Given task 1: Output the stretch of the participation agreement amendment from "AMENDMENT NO. 1 TO AMENDED" through "before Section 2.1(a).", copied word for word.
Given task 2:
Answer these questions from the participation agreement amendment:
(a) As of what date is the Agreement dated?
(b) What kind of entity is Invesco Distributors, Inc., and in which state?
(c) By what time must JNL and JNL NY place trades for the previous Business Day with NSCC?

Text extract:

AMENDMENT NO. 1 TO AMENDED AND RESTATED PARTICIPATION AGREEMENT
AMENDMENT NO. 1 TO
AMENDED AND RESTATED PARTICIPATION AGREEMENT
The Amended and Restated Participation Agreement (the “Agreement”), dated as of January 1, 2015, as amended, by and among Invesco Variable Insurance Funds, a Delaware trust (“AVIF”); Invesco Distributors, Inc., a Delaware corporation (“Invesco”); Jefferson National Life Insurance Company, a Texas life insurance company (“JNL”); Jefferson National Life Insurance Company of New York, a New York life insurance company (“JNL NY”); and Jefferson National Securities Corporation is hereby amended as follows:
The following is added under “Section 2. Processing Transactions” before Section 2.1(a).
“Notwithstanding the provisions of paragraph (b) of this Section 2.1, the Parties agree to communicate, process and settle purchase and redemption transactions for Shares (collectively, “Share transactions”) via the Fund/SERV and Networking systems of the National Securities Clearing Corporation (hereinafter, “NSCC”). JNL, JNL NY and AVIF each represents and warrants that it: (a) is a member in good standing of the NSCC or otherwise has access to the facilities of the NSCC, (b) has met and will continue to meet all of the requirements to participate in Fund/SERV and Networking, and (c) intends to remain at all times in compliance with the then current rules and procedures of NSCC, all to the extent necessary or appropriate to facilitate such communications, processing, and settlement of Share transactions. AVIF agrees to provide JNL AND JNL NY with account positions and activity data relating to Share transactions via Networking. JNL AND JNL NY shall place trades for the previous Business Day with NSCC using Defined Contribution Clearance & Settlement (hereinafter, “DCC&S”) indicators, no later than 8:00 a.m. Central Time, and JNL AND JNL NY shall pay for Shares by the scheduled close of federal funds transmissions on the same Business Day on which it places an order to purchase Shares in accordance with this section. Payment shall be in federal funds transmitted by wire from the designated NSCC Settling Bank (on behalf of the JNL AND JNL NY).

Stored data:
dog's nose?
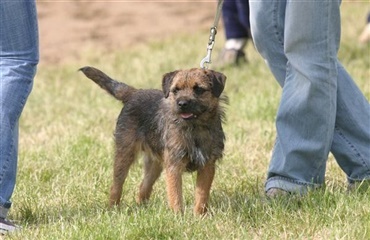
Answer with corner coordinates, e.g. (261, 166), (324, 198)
(177, 100), (189, 108)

Exercise response 1:
AMENDMENT NO. 1 TO AMENDED AND RESTATED PARTICIPATION AGREEMENT
AMENDMENT NO. 1 TO
AMENDED AND RESTATED PARTICIPATION AGREEMENT
The Amended and Restated Participation Agreement (the “Agreement”), dated as of January 1, 2015, as amended, by and among Invesco Variable Insurance Funds, a Delaware trust (“AVIF”); Invesco Distributors, Inc., a Delaware corporation (“Invesco”); Jefferson National Life Insurance Company, a Texas life insurance company (“JNL”); Jefferson National Life Insurance Company of New York, a New York life insurance company (“JNL NY”); and Jefferson National Securities Corporation is hereby amended as follows:
The following is added under “Section 2. Processing Transactions” before Section 2.1(a).

Exercise response 2:
(a) January 1, 2015
(b) A Delaware corporation
(c) No later than 8:00 a.m. Central Time